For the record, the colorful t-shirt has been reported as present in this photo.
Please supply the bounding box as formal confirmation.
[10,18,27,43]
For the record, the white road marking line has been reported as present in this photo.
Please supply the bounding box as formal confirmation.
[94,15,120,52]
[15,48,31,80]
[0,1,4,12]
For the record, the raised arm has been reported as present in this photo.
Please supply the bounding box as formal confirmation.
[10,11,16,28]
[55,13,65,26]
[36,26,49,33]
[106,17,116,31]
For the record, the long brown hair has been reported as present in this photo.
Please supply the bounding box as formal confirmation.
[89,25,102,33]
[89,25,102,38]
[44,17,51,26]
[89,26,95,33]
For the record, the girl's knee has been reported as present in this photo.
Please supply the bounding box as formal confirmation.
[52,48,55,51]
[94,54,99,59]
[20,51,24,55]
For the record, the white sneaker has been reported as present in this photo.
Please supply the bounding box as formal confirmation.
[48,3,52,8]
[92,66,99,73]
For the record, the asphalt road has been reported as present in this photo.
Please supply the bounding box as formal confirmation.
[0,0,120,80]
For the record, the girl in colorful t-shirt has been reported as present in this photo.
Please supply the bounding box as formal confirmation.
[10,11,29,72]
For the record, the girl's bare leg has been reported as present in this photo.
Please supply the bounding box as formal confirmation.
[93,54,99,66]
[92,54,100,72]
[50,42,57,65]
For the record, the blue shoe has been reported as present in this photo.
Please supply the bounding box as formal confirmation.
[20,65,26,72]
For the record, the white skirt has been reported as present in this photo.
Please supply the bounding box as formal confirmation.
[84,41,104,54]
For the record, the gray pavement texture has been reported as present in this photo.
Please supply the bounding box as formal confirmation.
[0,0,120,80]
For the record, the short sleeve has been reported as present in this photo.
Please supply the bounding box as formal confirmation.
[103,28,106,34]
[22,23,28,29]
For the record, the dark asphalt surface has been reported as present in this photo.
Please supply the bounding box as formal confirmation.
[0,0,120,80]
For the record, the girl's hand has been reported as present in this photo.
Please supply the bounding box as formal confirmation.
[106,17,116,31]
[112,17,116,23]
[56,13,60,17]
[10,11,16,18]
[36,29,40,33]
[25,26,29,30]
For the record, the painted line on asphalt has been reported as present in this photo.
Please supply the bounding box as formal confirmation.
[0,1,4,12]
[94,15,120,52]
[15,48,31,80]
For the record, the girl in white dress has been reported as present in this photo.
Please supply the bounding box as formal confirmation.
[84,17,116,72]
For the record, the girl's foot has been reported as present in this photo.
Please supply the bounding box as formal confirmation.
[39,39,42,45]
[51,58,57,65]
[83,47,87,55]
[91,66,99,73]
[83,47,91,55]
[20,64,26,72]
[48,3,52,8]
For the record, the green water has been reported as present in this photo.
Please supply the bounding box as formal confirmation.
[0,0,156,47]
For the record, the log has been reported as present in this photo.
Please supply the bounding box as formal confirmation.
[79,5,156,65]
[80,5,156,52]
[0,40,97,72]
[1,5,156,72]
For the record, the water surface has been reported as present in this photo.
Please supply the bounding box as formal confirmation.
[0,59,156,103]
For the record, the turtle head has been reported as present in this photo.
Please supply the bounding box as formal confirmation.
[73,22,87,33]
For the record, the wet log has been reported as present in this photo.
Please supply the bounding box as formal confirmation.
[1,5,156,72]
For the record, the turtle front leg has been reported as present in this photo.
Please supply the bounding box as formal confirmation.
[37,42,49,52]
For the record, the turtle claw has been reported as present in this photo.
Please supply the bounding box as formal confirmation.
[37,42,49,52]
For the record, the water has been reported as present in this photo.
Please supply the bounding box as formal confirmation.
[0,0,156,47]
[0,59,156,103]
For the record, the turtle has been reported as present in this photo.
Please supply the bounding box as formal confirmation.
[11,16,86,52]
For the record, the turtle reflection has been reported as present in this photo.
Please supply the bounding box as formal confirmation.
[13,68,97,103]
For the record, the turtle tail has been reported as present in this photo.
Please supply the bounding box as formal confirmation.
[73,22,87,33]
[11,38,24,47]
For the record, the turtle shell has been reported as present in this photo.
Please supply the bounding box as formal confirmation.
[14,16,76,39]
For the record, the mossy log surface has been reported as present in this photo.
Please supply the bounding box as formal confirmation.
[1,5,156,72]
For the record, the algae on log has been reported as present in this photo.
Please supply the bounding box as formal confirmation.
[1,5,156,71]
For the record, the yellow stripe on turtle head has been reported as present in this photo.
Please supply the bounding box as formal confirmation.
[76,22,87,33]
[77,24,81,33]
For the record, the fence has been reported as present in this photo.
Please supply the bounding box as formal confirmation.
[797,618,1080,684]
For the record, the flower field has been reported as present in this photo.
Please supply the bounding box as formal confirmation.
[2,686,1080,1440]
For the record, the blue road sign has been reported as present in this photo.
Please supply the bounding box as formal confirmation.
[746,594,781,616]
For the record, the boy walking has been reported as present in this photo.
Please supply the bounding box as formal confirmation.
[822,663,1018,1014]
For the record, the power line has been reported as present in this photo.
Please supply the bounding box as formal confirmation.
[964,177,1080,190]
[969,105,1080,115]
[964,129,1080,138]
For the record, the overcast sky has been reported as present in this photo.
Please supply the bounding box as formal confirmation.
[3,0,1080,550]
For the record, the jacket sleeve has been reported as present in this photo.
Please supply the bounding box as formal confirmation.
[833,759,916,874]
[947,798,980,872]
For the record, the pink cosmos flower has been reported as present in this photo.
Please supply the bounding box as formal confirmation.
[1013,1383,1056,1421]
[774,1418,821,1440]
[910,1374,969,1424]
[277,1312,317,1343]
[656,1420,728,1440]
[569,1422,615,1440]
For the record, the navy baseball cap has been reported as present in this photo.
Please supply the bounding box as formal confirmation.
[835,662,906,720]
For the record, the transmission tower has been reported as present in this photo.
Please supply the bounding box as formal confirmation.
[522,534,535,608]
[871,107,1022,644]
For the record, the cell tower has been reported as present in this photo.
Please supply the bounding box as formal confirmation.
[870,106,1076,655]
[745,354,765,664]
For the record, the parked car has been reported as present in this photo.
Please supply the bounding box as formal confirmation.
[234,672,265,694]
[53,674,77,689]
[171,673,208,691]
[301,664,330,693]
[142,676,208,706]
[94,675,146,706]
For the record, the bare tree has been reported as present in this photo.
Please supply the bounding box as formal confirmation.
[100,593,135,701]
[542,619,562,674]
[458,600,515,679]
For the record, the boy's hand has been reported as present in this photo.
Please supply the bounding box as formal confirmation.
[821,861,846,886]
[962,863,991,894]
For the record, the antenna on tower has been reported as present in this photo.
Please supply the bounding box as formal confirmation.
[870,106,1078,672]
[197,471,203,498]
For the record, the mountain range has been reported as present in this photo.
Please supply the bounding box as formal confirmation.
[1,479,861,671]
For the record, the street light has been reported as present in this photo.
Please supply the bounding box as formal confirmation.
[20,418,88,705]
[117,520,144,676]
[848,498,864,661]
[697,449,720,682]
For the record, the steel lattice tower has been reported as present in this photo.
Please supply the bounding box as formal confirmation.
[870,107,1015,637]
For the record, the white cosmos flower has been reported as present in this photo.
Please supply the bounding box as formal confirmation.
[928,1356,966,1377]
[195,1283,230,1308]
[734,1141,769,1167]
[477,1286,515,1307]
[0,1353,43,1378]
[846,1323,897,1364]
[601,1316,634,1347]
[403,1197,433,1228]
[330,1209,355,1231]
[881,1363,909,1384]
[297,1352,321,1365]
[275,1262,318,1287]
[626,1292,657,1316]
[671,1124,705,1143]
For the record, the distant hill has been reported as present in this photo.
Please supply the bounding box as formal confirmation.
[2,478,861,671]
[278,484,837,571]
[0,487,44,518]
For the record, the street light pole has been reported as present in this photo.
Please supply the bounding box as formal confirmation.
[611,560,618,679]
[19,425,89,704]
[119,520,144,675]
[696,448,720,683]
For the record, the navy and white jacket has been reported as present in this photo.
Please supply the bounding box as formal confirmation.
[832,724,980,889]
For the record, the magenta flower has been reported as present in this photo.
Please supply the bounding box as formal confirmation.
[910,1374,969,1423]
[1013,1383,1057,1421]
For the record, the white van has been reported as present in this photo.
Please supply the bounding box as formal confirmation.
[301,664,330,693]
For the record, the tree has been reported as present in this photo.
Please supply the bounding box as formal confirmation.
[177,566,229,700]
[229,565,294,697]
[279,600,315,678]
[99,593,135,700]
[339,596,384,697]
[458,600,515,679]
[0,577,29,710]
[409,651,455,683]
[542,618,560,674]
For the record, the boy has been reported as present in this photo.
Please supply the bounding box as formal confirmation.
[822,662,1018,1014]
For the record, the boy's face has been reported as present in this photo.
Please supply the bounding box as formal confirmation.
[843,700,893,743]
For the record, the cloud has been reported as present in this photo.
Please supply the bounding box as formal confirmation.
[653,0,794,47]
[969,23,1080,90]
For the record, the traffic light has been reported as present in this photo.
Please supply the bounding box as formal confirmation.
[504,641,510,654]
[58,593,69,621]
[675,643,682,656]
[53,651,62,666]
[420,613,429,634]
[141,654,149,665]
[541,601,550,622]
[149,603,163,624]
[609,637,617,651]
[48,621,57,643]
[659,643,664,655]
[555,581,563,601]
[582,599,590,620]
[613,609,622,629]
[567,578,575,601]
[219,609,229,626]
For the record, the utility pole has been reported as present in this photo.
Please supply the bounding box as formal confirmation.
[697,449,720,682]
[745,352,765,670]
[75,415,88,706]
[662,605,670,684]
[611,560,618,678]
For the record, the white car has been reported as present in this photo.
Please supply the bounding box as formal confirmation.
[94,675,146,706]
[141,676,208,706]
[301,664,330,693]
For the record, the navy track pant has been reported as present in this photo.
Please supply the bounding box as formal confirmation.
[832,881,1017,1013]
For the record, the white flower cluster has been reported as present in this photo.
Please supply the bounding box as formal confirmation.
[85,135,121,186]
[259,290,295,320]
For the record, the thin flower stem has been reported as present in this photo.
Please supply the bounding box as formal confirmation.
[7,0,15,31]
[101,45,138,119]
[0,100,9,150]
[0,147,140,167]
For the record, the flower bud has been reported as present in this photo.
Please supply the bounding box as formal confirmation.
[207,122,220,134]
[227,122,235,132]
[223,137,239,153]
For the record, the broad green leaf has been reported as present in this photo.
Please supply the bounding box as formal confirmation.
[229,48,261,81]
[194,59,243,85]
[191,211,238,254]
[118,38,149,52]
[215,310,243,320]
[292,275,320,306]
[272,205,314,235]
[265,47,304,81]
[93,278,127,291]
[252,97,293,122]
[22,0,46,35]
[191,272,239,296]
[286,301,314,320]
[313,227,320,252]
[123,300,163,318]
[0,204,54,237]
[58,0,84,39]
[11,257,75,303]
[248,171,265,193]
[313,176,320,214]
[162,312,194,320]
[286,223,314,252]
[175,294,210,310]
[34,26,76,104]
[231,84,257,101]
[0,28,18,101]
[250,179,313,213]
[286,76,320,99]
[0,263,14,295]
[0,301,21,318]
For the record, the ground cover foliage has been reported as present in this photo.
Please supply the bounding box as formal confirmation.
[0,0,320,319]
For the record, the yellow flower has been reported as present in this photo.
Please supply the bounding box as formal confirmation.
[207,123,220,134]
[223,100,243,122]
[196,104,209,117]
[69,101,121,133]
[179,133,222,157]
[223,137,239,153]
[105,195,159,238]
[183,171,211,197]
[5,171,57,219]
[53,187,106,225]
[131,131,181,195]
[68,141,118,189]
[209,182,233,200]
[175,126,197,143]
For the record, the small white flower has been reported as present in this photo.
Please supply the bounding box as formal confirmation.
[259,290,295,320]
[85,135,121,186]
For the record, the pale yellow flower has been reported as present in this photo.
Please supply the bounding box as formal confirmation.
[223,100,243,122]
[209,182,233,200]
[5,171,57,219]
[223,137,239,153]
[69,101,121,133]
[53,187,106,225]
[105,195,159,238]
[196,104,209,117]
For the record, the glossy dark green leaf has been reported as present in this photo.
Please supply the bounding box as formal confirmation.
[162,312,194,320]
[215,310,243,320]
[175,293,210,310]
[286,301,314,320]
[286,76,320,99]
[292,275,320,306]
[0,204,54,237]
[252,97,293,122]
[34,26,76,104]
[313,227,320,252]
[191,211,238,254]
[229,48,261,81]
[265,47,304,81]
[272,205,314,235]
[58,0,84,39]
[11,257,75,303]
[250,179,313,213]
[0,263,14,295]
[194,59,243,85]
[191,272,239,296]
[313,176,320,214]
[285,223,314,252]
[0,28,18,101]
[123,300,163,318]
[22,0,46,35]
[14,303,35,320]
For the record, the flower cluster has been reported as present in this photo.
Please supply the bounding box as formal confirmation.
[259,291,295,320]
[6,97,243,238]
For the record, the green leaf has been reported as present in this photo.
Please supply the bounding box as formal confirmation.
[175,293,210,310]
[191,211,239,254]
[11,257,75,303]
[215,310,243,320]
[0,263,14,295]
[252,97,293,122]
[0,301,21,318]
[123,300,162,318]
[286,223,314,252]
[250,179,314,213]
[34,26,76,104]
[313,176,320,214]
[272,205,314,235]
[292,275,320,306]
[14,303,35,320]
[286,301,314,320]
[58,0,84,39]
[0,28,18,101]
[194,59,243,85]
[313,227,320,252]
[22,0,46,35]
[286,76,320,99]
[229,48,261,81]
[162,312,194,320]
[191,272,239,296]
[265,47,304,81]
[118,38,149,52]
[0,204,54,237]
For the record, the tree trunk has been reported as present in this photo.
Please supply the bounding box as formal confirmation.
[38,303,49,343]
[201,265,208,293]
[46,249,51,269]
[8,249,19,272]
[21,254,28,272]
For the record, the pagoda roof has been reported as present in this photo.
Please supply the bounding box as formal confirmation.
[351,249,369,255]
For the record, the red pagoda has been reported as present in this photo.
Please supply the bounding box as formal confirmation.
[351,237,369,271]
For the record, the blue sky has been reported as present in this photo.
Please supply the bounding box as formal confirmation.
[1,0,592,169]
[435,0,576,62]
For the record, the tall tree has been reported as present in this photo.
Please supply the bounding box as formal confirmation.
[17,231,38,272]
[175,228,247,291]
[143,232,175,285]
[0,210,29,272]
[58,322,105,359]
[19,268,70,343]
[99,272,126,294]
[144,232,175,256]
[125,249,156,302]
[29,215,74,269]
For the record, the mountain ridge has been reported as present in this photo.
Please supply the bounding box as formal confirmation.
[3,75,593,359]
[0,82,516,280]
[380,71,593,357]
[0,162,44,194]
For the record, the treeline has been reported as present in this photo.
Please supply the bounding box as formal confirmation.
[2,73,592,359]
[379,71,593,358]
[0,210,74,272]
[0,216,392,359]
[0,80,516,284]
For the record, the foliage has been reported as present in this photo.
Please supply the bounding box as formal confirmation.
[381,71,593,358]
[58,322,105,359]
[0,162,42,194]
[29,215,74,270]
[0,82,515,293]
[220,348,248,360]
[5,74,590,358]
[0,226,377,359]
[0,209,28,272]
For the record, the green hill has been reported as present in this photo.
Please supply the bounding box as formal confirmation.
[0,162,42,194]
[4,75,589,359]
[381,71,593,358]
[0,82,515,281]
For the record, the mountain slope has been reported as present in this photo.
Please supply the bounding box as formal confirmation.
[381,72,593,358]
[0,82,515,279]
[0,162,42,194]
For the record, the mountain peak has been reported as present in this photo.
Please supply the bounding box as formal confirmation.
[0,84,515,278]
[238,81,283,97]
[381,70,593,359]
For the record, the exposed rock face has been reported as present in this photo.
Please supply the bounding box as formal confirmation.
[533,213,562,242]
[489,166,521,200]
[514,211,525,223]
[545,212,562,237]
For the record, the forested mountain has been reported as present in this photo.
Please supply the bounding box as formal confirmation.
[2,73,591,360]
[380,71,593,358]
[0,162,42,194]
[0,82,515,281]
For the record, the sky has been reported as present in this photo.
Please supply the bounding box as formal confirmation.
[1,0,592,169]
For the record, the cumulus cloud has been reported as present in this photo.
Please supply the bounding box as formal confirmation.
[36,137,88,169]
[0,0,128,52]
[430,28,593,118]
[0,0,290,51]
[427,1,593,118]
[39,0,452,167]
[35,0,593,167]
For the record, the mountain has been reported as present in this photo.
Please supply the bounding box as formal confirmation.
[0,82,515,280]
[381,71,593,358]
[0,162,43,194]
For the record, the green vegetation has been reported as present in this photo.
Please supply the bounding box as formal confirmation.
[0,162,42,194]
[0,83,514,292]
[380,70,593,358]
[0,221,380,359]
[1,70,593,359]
_ _ _ _ _
**What you should do:** Reproduce exactly the lines that run from the start of the records to the line with "For the record, the raised", both included.

**Finished exercise:**
For the record, the colorful t-shirt has been reported as present in this photo.
Please supply the bounding box as formal confirmation.
[10,18,27,43]
For the record, the white road marking line has been reported as present in this photo.
Please supply the bounding box as formal confirmation.
[94,15,120,52]
[15,48,31,80]
[0,1,4,12]
For the record, the raised arm has been reported as present in this photo.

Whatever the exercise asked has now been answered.